**EXERCISE BRIEF**
Print every one of the following entries, reproducing each line precisely as it appears, but omit the pictures from your output.

* * *

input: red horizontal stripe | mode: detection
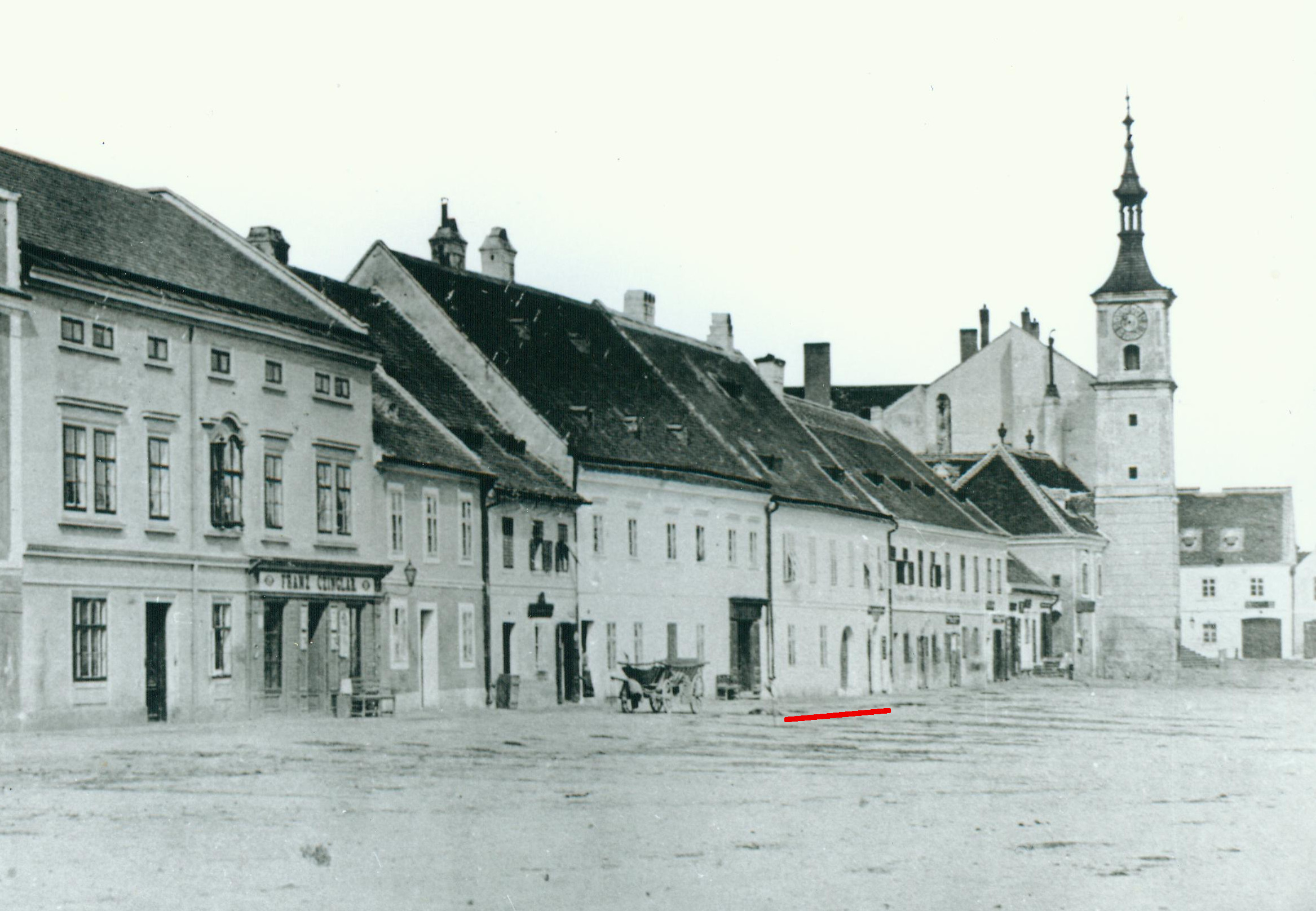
[783,708,891,722]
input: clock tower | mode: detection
[1092,98,1179,678]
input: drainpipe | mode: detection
[480,478,497,706]
[763,499,781,699]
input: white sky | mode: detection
[10,1,1316,546]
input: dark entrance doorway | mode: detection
[557,623,580,703]
[1242,617,1283,658]
[146,604,169,722]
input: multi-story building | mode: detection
[1179,487,1312,658]
[0,153,391,724]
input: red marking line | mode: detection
[783,708,891,722]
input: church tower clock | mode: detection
[1092,98,1179,678]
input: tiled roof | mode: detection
[1179,487,1296,566]
[785,384,913,420]
[784,396,995,532]
[394,251,762,480]
[0,149,362,335]
[302,268,580,503]
[373,375,488,474]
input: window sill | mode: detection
[59,342,122,361]
[59,515,125,532]
[311,392,351,408]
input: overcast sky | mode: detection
[10,1,1316,546]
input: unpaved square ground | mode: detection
[0,667,1316,911]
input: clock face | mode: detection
[1111,304,1147,341]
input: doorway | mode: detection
[557,623,580,704]
[420,605,442,708]
[146,603,169,722]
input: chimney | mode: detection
[248,225,288,266]
[621,290,658,325]
[754,354,785,399]
[959,329,978,364]
[708,313,736,352]
[0,189,23,292]
[429,197,466,270]
[480,228,516,283]
[804,342,832,408]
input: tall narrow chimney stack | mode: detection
[804,342,832,408]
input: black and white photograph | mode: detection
[0,0,1316,911]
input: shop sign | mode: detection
[257,570,379,596]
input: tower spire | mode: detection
[1096,90,1165,294]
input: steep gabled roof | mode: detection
[954,445,1098,536]
[301,268,580,503]
[1179,487,1296,566]
[0,149,365,337]
[784,396,999,532]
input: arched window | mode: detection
[210,419,242,528]
[937,392,950,453]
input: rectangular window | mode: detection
[59,316,87,345]
[91,322,114,352]
[458,494,475,563]
[146,437,170,519]
[503,516,516,569]
[421,487,438,561]
[554,523,571,573]
[457,604,475,667]
[74,598,109,680]
[264,453,283,529]
[388,484,407,557]
[92,431,118,512]
[210,600,233,676]
[64,424,87,511]
[388,598,410,670]
[531,519,553,573]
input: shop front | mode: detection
[248,561,392,715]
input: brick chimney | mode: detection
[804,342,832,408]
[248,225,289,266]
[754,354,785,399]
[0,188,23,291]
[621,290,658,325]
[708,313,736,352]
[480,228,516,282]
[959,329,978,364]
[429,199,466,270]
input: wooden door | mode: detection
[146,604,169,722]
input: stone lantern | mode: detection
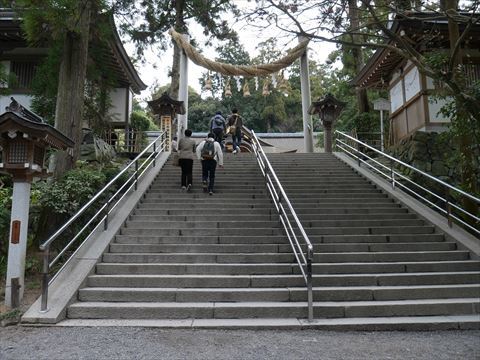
[147,92,185,151]
[308,93,346,153]
[0,98,73,307]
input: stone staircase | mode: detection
[67,154,316,319]
[67,154,480,326]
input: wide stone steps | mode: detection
[115,233,445,244]
[79,284,480,302]
[83,271,480,290]
[103,249,469,263]
[68,298,479,319]
[109,242,456,253]
[97,260,480,275]
[67,154,480,321]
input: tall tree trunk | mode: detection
[440,0,478,213]
[54,0,92,178]
[348,0,370,114]
[170,0,186,99]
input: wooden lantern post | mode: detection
[148,92,185,151]
[0,98,74,308]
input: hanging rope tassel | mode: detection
[169,28,309,77]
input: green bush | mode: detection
[38,167,106,215]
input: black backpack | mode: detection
[200,141,215,160]
[213,115,225,128]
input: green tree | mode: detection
[116,0,236,98]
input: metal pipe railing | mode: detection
[335,130,480,235]
[251,130,314,321]
[40,132,167,312]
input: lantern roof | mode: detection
[0,98,74,150]
[147,92,185,115]
[351,12,480,89]
[308,93,346,115]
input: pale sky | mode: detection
[125,4,335,101]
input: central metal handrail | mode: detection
[335,130,480,235]
[40,132,167,312]
[251,130,313,321]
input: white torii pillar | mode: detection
[298,36,313,152]
[177,34,190,140]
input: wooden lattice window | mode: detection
[33,146,45,167]
[7,141,28,164]
[10,61,37,89]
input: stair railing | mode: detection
[335,130,480,235]
[251,130,313,321]
[40,132,167,312]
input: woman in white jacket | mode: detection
[197,133,223,195]
[177,129,195,192]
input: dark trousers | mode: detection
[212,128,223,149]
[232,131,242,150]
[202,160,217,191]
[178,159,193,187]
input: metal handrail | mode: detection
[251,130,313,321]
[335,130,480,235]
[40,132,167,312]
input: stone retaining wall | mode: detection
[389,131,480,188]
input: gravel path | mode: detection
[0,326,480,360]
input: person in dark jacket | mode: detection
[197,133,223,195]
[210,111,227,149]
[227,108,243,154]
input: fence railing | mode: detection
[335,131,480,236]
[40,132,165,312]
[251,130,313,321]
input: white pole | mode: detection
[5,182,31,307]
[298,37,313,152]
[380,110,384,152]
[177,34,190,140]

* * *

**FULL ANSWER**
input: red horizontal stripe | mode: detection
[783,708,891,722]
input: clock tower | mode: detection
[1092,98,1179,678]
input: drainpipe | mode: detection
[480,478,497,706]
[763,499,781,699]
input: white sky | mode: detection
[10,1,1316,546]
input: dark entrance doorway | mode: detection
[557,623,580,703]
[1242,617,1283,658]
[146,604,169,722]
input: multi-story building | mode: detection
[1179,487,1312,658]
[0,153,391,724]
input: red marking line | mode: detection
[783,708,891,722]
input: church tower clock | mode: detection
[1092,98,1179,678]
input: tiled roof | mode: detection
[1179,487,1296,566]
[785,384,913,420]
[784,396,995,532]
[394,251,762,480]
[0,149,362,335]
[302,268,580,503]
[373,375,488,474]
input: window sill | mode: detection
[59,342,122,361]
[59,515,125,532]
[311,392,351,408]
input: overcast sky | mode: detection
[10,1,1316,546]
input: unpaved square ground | mode: detection
[0,667,1316,911]
input: clock face | mode: detection
[1111,304,1147,341]
input: doorway | mode: detection
[557,623,580,704]
[420,605,442,708]
[146,603,169,722]
input: chimney | mode: detection
[248,225,288,266]
[621,290,658,325]
[754,354,785,399]
[959,329,978,364]
[708,313,736,352]
[0,189,23,292]
[429,197,466,270]
[480,228,516,283]
[804,342,832,408]
input: tall narrow chimney stack | mode: detection
[804,342,832,408]
input: black and white photograph | mode: detection
[0,0,1316,911]
input: shop sign | mode: detection
[257,570,379,596]
input: tower spire | mode: detection
[1096,90,1165,294]
input: steep gabled roof | mode: detection
[954,445,1098,536]
[301,268,580,503]
[1179,487,1296,566]
[0,149,365,337]
[784,396,999,532]
input: arched window | mode: detection
[210,419,242,528]
[937,392,950,453]
input: rectangular window | mode: detection
[59,316,87,345]
[91,322,114,352]
[458,494,475,563]
[146,437,170,519]
[503,516,516,569]
[421,487,438,561]
[554,523,571,573]
[457,604,475,667]
[74,598,109,680]
[264,453,283,529]
[388,484,407,557]
[92,431,118,512]
[210,600,233,676]
[64,424,87,511]
[388,598,410,670]
[531,519,553,573]
input: shop front | mode: detection
[248,561,392,715]
input: brick chimney | mode: detection
[804,342,832,408]
[248,225,289,266]
[754,354,785,399]
[0,188,23,291]
[621,290,658,325]
[708,313,736,352]
[480,228,516,282]
[959,329,978,364]
[429,199,466,270]
input: wooden door | mode: detection
[146,604,169,722]
input: stone lantern | mode: detection
[147,92,185,151]
[308,93,346,153]
[0,98,73,307]
input: stone staircase | mode: detection
[67,154,316,319]
[67,154,480,326]
input: wide stone steps | mode: detection
[115,233,445,244]
[79,284,480,302]
[83,271,480,290]
[103,249,469,263]
[68,298,479,319]
[109,242,456,253]
[97,260,480,275]
[67,154,480,321]
input: tall tree trunk | mode: detection
[440,0,478,213]
[54,0,92,178]
[348,0,370,114]
[170,0,186,99]
input: wooden lantern post | mode: detection
[148,92,185,151]
[0,98,74,308]
input: hanging rope tassel | mode: detection
[169,28,309,77]
input: green bush | mode: detection
[38,167,106,215]
input: black backpack | mode: detection
[200,141,215,160]
[213,115,225,128]
input: green tree | mode: detection
[116,0,236,98]
input: metal pipe railing | mode: detection
[335,130,480,235]
[251,130,314,321]
[40,132,167,312]
input: lantern roof | mode: detection
[0,98,74,150]
[147,92,185,115]
[351,12,480,89]
[308,93,346,115]
input: pale sky | mode: detection
[125,4,335,101]
input: central metal handrail | mode: detection
[335,130,480,235]
[40,132,167,312]
[251,130,313,321]
input: white torii pillar | mode: detection
[298,36,313,152]
[177,34,190,140]
input: wooden lattice window | mode: detection
[33,146,45,167]
[7,141,28,164]
[10,61,37,89]
input: stair railing | mode: detection
[335,130,480,235]
[251,130,313,321]
[40,132,167,312]
input: woman in white jacket | mode: detection
[197,133,223,195]
[177,129,195,192]
input: dark trousers | mode: detection
[212,128,223,149]
[232,131,242,150]
[202,160,217,191]
[178,159,193,187]
input: metal handrail | mode: detection
[251,130,313,321]
[335,130,480,235]
[40,132,167,312]
input: stone retaining wall | mode: detection
[389,131,480,188]
input: gravel path | mode: detection
[0,326,480,360]
input: person in dark jacket | mode: detection
[197,133,223,195]
[210,111,227,149]
[227,108,243,154]
input: fence railing | mode: detection
[335,131,480,236]
[40,132,165,312]
[251,130,313,321]
input: white pole | mode: detection
[5,182,31,307]
[298,37,313,152]
[380,110,384,152]
[177,34,190,140]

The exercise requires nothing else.